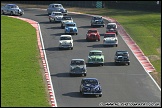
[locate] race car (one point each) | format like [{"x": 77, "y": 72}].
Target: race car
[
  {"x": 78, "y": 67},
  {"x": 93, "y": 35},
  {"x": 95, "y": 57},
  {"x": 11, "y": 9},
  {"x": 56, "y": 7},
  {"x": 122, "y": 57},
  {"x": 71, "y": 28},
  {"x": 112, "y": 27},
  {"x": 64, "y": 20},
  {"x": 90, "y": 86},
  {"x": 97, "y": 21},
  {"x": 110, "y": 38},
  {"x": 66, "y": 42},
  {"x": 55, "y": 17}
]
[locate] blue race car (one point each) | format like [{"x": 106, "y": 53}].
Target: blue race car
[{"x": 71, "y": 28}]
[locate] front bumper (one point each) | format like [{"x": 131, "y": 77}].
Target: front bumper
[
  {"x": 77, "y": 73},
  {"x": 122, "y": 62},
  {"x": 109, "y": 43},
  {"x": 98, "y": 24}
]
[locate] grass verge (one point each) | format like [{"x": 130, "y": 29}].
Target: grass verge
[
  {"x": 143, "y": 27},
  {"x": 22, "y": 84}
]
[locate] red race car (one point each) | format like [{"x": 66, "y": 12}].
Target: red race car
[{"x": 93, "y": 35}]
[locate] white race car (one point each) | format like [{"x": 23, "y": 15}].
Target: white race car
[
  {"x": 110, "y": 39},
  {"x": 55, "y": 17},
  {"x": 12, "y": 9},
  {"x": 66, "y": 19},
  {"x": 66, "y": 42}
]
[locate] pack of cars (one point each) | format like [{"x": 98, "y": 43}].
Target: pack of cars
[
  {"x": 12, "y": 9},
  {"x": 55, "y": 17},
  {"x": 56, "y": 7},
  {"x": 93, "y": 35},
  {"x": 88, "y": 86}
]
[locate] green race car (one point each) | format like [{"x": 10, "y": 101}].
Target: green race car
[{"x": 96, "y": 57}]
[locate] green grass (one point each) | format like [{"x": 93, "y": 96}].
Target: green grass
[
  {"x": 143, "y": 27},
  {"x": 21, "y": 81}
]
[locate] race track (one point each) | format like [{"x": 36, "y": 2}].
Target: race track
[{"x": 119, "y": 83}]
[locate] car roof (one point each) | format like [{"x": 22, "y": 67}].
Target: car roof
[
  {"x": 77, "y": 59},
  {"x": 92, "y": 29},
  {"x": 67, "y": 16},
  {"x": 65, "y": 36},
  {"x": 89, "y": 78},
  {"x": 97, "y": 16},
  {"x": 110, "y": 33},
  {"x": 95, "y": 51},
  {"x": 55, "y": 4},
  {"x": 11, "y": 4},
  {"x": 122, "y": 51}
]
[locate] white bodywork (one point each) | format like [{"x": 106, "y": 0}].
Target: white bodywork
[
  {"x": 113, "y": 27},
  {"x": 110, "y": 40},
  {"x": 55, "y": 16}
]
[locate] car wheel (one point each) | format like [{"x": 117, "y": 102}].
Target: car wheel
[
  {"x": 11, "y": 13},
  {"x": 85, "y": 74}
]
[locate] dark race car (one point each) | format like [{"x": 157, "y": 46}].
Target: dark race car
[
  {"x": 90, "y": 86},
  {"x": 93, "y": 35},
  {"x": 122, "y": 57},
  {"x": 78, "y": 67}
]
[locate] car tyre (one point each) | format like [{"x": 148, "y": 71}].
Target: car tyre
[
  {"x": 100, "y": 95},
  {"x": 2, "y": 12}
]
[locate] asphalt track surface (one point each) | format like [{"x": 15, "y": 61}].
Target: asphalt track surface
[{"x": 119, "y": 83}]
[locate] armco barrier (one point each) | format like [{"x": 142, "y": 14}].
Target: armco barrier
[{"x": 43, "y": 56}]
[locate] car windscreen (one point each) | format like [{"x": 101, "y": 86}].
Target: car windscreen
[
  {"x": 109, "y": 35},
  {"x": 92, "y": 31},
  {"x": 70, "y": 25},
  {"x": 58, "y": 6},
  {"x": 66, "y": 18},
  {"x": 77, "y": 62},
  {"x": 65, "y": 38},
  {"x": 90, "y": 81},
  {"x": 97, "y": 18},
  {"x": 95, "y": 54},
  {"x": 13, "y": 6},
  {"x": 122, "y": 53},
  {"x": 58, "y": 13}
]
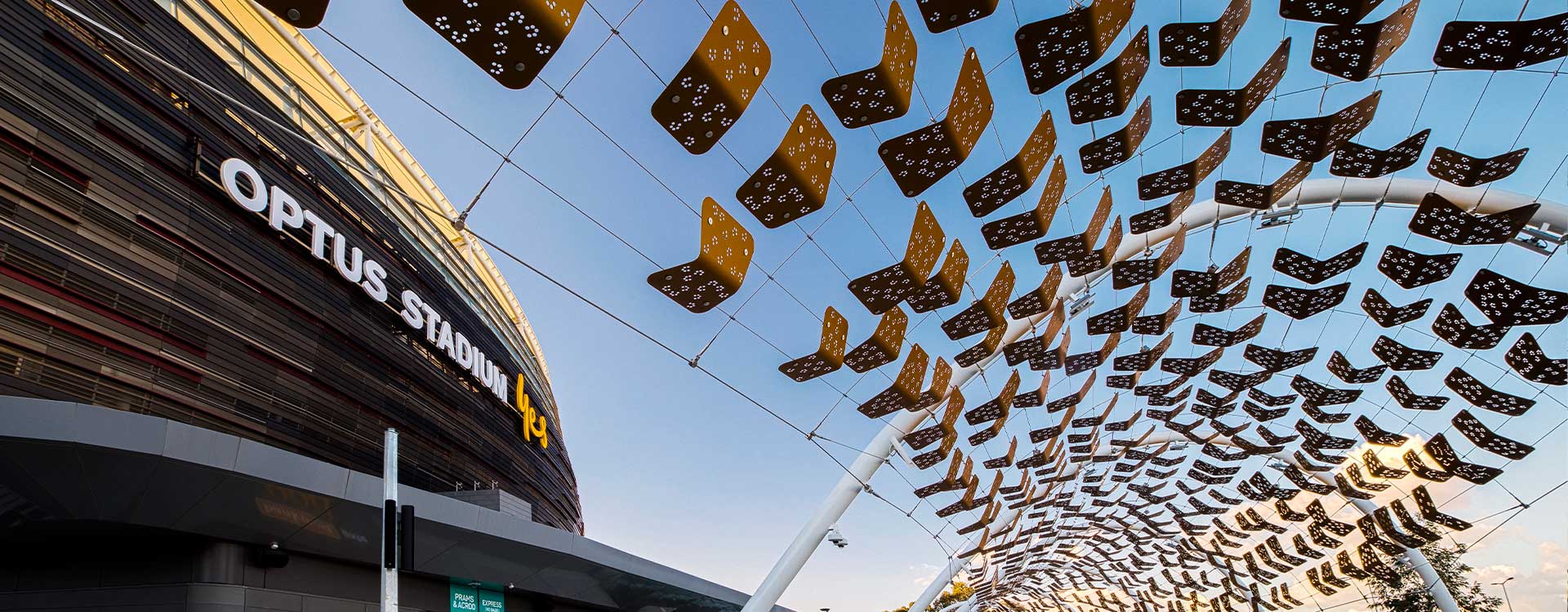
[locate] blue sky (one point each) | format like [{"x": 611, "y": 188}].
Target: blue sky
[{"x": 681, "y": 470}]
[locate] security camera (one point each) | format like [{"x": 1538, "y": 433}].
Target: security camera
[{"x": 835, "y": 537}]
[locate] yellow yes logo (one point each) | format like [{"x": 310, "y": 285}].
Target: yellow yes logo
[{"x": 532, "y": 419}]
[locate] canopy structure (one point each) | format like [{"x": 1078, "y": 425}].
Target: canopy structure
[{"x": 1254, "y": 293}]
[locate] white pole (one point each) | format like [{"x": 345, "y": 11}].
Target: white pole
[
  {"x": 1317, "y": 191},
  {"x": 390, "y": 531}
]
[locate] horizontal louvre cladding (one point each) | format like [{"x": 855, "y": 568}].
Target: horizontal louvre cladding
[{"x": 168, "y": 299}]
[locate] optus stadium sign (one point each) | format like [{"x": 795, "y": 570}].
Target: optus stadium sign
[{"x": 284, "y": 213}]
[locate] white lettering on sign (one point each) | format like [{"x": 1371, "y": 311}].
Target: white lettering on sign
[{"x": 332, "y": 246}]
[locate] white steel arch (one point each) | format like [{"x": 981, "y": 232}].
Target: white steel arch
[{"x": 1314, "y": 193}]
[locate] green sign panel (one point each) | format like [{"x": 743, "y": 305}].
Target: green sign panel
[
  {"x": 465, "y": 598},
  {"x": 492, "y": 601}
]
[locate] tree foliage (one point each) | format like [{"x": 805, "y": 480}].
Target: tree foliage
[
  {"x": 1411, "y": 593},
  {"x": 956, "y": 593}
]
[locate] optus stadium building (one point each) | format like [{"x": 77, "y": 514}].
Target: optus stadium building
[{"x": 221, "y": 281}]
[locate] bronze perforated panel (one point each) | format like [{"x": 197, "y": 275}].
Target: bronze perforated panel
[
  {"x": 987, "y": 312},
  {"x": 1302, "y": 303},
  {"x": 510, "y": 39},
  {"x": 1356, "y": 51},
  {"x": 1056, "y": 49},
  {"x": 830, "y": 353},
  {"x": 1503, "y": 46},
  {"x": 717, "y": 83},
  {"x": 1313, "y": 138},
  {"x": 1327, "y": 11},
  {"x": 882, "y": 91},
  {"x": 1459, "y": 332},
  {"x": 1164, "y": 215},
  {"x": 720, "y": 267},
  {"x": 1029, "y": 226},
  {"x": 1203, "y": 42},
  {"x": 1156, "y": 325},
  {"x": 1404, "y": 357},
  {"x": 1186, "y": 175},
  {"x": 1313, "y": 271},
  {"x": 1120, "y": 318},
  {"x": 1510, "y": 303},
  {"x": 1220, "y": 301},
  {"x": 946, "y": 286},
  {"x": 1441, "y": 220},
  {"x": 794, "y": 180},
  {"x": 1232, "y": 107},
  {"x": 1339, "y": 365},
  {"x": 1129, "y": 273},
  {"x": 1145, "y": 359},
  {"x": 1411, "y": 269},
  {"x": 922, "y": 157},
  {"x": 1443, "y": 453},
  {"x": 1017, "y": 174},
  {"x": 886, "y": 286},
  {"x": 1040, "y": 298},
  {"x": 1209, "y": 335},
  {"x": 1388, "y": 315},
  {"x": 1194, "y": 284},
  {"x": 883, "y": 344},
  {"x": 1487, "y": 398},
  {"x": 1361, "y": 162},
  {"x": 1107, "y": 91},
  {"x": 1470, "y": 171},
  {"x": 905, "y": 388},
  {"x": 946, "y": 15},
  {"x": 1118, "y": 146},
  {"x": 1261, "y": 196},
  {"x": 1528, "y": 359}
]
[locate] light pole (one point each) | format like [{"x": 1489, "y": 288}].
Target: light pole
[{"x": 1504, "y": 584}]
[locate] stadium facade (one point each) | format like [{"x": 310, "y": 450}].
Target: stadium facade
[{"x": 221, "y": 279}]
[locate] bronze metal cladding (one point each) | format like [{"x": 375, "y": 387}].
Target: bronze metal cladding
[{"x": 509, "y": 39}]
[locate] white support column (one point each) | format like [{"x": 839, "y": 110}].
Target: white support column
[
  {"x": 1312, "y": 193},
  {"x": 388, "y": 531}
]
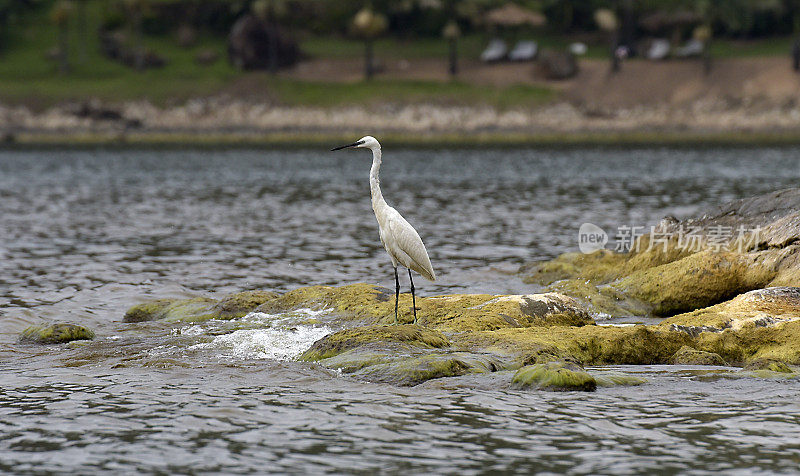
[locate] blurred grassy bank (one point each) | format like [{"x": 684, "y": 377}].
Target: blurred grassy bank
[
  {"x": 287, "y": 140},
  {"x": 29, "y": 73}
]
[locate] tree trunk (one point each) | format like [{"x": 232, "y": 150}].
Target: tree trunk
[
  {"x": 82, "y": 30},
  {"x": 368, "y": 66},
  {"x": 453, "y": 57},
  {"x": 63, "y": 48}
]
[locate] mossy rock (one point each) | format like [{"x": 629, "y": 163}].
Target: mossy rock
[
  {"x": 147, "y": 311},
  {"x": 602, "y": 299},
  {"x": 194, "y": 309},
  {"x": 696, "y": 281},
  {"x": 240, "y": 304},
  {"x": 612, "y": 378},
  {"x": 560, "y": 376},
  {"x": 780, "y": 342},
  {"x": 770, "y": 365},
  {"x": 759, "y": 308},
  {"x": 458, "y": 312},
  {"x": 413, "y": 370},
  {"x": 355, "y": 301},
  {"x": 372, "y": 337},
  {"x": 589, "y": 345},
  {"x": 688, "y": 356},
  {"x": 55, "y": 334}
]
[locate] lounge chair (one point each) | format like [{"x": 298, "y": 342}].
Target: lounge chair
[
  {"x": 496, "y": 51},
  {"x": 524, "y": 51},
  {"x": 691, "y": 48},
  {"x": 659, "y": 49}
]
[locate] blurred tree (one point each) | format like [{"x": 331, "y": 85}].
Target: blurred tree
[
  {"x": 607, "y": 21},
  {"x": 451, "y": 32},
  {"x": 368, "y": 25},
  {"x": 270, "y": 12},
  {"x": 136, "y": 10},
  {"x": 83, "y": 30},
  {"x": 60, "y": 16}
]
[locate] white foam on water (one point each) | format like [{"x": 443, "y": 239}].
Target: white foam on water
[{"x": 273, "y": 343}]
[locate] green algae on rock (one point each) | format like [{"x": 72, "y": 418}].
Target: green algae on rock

### WORK INSTRUCTION:
Both the line containing "[locate] mossy rock" and the line containing "[locate] blurred tree" belong in the answer. Print them and every line above that falls between them exactly, and no others.

### RESULT OF THE TASK:
[locate] mossy rock (one point each) | format like [{"x": 629, "y": 163}].
Target: mossy rock
[
  {"x": 147, "y": 311},
  {"x": 602, "y": 299},
  {"x": 194, "y": 309},
  {"x": 696, "y": 281},
  {"x": 240, "y": 304},
  {"x": 612, "y": 378},
  {"x": 560, "y": 376},
  {"x": 780, "y": 342},
  {"x": 770, "y": 365},
  {"x": 759, "y": 308},
  {"x": 458, "y": 312},
  {"x": 413, "y": 370},
  {"x": 355, "y": 301},
  {"x": 372, "y": 337},
  {"x": 589, "y": 345},
  {"x": 688, "y": 356},
  {"x": 55, "y": 334}
]
[locate] lounge chair (one point each) | format like [{"x": 298, "y": 342}].
Target: lounge chair
[
  {"x": 496, "y": 51},
  {"x": 524, "y": 51},
  {"x": 691, "y": 48},
  {"x": 659, "y": 49}
]
[locate] blurred tree (one point each) | format like [{"x": 331, "y": 85}].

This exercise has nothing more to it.